[Reading text]:
-- -- --

Consumers' Favorite Innovators? Taylor Swift, Smucker's And Ozempic

Innovation always lies in the eyes of the beholder, and Brand Keys’ 21stMost Innovative Brands survey detects some significant shifts, with consumers finding consumer-packaged goods more exciting than tech. And increasingly, notes Robert Passikoff, Brand Keys founder and president, they’ve begun to see entertainment as innovation.

That explains why pop’s Taylor Swift and Mattel made it to this year’s list. It’s also clear that what consumers find delightful one year turns into conventional predictability the next.

Brands once deemed innovative turned into yesterday’s news, with companies like Dyson, Nike, Peloton, Wayfair, Airbnb, GM, Adobe, and Zip Car all failing to make the list this year.

Yet such CPG brands as Sephora, E.L.F., Dove, Farmer’s Dog, Smucker’s, Red Bull and Truff, the trendy hot sauce, made the cut.



Brand Keys, a loyalty and engagement research company based in New York, based the list on a sample of 7,800 consumers aged 16 to 65. They identified the top 50 innovator-brands, which fell into eight industry sectors: CPG, which had the most innovative brands, followed by technology, retail and entertainment. The remaining four categories -- healthcare, restaurants, social networking and transportation – all had 10% or fewer mentions.

And 30% of the Top 50 brands are brand-new to the list, now in its 21st year.

-- -- --

[Record set]:

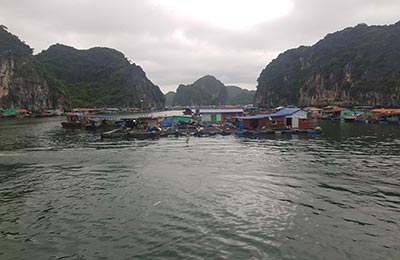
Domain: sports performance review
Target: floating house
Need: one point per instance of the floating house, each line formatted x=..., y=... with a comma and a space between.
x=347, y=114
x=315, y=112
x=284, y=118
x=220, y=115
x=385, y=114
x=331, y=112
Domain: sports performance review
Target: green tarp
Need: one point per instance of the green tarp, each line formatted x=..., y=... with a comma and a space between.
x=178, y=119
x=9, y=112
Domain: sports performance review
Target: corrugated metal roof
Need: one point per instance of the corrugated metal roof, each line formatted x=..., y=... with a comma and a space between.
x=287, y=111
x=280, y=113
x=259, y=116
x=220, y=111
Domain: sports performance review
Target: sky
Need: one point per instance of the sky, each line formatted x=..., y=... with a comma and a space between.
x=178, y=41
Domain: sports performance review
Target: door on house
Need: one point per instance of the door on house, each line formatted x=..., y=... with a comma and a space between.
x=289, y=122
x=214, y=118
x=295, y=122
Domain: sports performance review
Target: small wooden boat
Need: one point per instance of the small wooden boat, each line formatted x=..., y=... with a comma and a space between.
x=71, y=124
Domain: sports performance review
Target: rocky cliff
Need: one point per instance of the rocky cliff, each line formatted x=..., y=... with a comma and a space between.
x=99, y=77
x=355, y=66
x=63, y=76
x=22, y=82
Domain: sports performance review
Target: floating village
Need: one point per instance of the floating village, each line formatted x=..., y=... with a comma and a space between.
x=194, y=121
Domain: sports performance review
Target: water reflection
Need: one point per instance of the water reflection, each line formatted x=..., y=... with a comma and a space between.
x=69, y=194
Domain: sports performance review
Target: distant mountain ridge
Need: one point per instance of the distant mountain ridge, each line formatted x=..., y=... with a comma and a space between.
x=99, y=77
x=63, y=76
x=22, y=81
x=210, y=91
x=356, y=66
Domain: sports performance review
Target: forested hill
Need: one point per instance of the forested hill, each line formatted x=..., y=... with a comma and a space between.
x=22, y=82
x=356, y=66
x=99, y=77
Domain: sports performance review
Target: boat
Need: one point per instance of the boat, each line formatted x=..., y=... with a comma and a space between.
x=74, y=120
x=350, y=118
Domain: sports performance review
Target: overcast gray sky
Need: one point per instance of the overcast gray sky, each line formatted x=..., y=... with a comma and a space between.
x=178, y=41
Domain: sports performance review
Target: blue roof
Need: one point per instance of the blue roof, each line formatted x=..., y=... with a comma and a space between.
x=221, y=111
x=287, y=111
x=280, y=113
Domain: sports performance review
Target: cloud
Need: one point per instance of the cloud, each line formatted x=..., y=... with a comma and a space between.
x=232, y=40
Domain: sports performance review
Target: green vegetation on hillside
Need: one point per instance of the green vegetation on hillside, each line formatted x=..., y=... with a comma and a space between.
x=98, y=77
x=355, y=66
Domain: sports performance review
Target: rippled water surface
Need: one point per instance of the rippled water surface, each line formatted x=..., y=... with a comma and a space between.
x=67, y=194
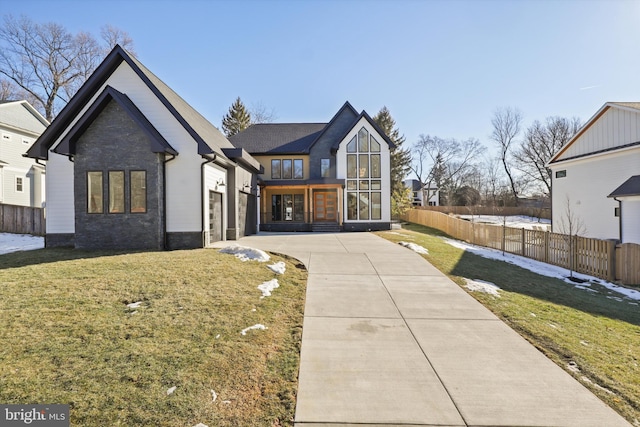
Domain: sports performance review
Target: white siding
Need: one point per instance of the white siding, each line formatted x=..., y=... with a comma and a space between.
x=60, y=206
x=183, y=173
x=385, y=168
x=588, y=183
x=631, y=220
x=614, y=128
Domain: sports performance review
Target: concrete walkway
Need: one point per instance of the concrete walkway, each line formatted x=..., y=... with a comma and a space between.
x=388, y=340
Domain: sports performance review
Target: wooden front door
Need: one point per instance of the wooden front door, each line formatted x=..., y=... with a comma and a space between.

-- -- --

[Directions]:
1 – In the article on innovative brands, how many consumers were in the sample Brand Keys used for its list?
2 – Transcribe everything in the article on innovative brands from "Consumers' Favorite Innovators?" down to "list this year.".
3 – Go on with the article on innovative brands from the point where it stops.
The records are separate material, apart from the article on innovative brands.

[Per-task answers]:
1 – 7,800 consumers.

2 –
Consumers' Favorite Innovators? Taylor Swift, Smucker's And Ozempic

Innovation always lies in the eyes of the beholder, and Brand Keys’ 21stMost Innovative Brands survey detects some significant shifts, with consumers finding consumer-packaged goods more exciting than tech. And increasingly, notes Robert Passikoff, Brand Keys founder and president, they’ve begun to see entertainment as innovation.

That explains why pop’s Taylor Swift and Mattel made it to this year’s list. It’s also clear that what consumers find delightful one year turns into conventional predictability the next.

Brands once deemed innovative turned into yesterday’s news, with companies like Dyson, Nike, Peloton, Wayfair, Airbnb, GM, Adobe, and Zip Car all failing to make the list this year.

3 –
“Great brands used to be built on products. Now they’re built on innovation,” writes Passikoff in the report. “Everything is driven by consumer expectations related to product, process, and culture,” he says. “Brands need to keep in mind, more and more often, consumers expect a lot more!”

Other newcomers include Hoka, Louis Vuitton, and Tiffany’s in retail; Ozempic and Truvani in healthcare, and Taco Bell and Jersey Mike’s Subs in restaurants.

Most innovative social networking brands include WeChat, TikTok, WhatsApp and Instagram.

Tech brands that are seen as innovative include OpenAI, Apple, Google, Microsoft, LG,, Samsung, and Oracle.

“Earnings calls, patents, even profits are important to Wall Street but not so much on Main Street,” Passikoff adds. “While consumers can’t necessarily articulate what form innovation should take, they know what it feels like. Brands that address those feelings via invention and re-invention will always have an advantage over the competition.”